Reproduce the line that contains "Drop a pin on the welder's" and every line after it through the end of the records, exactly, with nothing added.

....

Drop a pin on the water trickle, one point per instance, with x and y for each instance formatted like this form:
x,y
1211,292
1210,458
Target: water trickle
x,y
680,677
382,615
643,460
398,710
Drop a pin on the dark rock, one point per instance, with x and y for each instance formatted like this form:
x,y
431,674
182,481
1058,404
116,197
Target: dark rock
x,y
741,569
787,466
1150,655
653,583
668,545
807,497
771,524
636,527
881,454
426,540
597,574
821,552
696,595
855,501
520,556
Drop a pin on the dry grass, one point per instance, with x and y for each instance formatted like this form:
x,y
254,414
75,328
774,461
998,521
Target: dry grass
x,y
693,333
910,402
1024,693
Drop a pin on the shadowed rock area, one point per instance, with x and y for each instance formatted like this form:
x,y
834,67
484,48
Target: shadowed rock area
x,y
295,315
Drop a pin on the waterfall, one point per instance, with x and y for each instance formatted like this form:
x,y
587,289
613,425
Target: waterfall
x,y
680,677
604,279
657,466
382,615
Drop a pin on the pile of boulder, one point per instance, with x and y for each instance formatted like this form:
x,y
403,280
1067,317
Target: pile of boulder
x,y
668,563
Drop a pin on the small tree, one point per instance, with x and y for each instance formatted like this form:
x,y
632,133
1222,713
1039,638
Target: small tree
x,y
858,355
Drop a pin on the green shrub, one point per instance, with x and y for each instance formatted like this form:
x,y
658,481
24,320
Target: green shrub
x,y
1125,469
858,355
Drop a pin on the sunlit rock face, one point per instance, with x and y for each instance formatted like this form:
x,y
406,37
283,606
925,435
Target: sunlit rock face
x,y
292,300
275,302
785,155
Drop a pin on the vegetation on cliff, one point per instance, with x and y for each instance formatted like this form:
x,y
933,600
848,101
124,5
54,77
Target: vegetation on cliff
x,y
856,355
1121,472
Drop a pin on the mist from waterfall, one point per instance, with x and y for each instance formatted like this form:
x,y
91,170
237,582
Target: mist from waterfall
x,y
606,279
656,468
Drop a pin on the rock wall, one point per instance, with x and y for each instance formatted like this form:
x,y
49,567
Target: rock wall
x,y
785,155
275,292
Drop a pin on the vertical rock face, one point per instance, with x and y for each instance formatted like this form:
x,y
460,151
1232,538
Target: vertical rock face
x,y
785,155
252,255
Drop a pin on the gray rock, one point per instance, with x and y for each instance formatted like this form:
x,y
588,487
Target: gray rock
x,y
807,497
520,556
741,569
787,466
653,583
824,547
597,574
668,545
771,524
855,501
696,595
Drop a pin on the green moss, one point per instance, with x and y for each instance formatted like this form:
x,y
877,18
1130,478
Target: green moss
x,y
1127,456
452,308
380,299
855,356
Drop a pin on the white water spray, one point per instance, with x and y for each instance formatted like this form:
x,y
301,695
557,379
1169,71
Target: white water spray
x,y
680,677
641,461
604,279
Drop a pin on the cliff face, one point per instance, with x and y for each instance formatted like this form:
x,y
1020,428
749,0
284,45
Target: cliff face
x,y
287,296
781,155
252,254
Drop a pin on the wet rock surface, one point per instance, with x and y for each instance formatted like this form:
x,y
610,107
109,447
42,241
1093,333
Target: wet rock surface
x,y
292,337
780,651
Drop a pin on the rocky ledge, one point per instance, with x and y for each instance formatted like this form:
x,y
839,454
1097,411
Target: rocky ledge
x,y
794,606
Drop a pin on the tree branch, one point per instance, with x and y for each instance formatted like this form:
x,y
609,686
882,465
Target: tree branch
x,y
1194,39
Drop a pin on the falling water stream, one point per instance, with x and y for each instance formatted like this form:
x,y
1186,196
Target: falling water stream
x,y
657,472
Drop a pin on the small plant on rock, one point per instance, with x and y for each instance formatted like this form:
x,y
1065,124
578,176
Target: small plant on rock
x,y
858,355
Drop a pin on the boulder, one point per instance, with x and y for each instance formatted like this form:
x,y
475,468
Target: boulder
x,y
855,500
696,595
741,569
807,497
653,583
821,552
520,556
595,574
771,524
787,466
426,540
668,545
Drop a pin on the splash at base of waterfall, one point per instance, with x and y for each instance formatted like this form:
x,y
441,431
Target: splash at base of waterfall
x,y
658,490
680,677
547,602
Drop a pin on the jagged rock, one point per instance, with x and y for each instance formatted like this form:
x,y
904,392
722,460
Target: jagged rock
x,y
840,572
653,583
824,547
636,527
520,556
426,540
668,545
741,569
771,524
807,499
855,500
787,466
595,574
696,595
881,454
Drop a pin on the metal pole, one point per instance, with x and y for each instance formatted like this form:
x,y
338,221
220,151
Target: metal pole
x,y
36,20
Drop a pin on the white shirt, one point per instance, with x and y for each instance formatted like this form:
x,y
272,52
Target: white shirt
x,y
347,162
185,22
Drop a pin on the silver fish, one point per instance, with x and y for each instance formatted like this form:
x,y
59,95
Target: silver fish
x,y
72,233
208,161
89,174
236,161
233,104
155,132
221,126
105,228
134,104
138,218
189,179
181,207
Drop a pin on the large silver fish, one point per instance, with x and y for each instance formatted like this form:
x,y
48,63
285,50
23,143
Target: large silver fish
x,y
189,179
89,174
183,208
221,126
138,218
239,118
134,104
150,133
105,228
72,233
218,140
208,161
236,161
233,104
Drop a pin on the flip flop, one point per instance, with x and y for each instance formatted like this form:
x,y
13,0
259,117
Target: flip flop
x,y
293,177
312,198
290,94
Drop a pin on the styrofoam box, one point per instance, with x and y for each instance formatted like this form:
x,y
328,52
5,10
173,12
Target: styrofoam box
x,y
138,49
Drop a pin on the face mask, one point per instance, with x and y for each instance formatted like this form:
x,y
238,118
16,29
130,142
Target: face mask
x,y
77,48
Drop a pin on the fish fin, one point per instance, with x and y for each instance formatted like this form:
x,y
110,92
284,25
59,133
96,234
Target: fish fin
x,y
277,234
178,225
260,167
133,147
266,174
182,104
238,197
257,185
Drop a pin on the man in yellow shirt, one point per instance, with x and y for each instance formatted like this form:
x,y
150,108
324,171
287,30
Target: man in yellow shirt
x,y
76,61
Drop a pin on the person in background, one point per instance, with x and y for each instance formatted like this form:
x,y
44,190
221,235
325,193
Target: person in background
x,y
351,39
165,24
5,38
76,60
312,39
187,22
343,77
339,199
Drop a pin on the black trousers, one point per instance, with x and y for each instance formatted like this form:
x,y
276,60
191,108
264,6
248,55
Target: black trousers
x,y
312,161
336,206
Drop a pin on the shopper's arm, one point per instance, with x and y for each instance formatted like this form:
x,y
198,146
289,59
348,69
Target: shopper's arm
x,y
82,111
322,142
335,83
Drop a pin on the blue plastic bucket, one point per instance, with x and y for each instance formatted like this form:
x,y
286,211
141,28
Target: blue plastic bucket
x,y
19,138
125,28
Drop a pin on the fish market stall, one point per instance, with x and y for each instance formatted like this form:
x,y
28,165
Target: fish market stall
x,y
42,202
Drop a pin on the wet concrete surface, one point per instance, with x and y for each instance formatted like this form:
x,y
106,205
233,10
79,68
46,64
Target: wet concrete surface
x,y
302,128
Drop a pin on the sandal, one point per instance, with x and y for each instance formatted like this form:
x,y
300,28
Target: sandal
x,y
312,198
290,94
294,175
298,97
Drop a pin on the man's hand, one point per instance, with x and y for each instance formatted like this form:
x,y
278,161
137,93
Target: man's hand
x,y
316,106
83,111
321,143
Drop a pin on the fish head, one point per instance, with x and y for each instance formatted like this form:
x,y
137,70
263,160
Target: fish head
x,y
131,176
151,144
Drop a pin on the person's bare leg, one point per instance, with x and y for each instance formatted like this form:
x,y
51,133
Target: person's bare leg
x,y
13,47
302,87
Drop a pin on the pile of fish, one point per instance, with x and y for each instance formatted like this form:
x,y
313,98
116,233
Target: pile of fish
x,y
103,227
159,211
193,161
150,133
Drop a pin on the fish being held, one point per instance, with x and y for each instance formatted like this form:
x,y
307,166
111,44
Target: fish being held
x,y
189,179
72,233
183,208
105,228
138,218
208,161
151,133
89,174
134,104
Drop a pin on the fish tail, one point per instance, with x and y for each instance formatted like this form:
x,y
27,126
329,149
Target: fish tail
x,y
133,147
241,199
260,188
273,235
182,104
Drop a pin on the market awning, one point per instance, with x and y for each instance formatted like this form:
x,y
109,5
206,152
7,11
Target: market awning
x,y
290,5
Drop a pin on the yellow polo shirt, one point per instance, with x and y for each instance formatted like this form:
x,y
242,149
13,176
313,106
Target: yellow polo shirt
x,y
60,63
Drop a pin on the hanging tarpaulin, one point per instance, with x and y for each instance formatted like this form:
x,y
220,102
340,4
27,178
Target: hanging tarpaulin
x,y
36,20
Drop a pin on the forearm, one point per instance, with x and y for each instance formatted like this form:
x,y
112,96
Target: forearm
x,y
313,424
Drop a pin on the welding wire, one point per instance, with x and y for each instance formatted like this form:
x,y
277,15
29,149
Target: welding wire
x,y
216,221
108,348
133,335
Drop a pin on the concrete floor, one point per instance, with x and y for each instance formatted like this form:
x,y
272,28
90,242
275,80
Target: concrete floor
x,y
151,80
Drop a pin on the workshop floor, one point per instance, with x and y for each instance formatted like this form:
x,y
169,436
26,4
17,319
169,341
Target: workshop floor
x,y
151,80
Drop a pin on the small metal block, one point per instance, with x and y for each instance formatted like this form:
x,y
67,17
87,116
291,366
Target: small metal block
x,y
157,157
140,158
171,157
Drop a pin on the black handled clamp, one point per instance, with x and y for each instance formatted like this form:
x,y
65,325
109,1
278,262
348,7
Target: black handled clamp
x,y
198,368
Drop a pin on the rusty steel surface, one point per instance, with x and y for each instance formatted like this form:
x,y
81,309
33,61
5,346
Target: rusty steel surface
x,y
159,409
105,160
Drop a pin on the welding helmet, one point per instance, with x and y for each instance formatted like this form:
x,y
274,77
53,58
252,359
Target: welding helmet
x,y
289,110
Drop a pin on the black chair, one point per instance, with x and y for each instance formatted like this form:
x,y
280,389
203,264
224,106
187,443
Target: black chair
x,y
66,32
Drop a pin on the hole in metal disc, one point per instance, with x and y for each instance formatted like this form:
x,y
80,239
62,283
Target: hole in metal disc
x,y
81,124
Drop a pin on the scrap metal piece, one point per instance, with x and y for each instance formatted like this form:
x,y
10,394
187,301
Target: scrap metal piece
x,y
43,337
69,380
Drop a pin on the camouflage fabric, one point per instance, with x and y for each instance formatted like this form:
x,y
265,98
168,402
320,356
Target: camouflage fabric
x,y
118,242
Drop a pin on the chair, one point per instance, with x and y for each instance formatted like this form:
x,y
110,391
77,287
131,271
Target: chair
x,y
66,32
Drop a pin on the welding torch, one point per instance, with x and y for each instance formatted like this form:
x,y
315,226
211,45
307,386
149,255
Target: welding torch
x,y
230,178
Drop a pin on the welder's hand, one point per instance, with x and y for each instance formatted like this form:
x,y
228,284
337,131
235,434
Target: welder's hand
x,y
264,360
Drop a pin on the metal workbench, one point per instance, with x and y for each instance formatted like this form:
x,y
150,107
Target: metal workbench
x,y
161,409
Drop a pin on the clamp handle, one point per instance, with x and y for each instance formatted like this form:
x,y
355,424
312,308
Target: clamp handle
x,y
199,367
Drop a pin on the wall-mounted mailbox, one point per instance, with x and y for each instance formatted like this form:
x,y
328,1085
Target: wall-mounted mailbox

....

§ **Completed exercise**:
Drop a pin on the welder's hand, one point per instance, with x and y for each instance formatted like this form:
x,y
228,284
337,131
235,434
Target: welder's hand
x,y
264,360
Drop a pin on the metal workbench, one point per instance, with x and y for each instance formatted like this form:
x,y
150,107
Target: metal workbench
x,y
161,409
Drop a pin on the clamp handle, one point per instance, with x and y for each instance formatted like this form:
x,y
355,424
312,308
Target: clamp handle
x,y
199,367
Drop a pin on the wall-mounted mailbox, one point per instance, with x and y for each instance formatted like this form:
x,y
328,1085
Target: wall-mounted mailbox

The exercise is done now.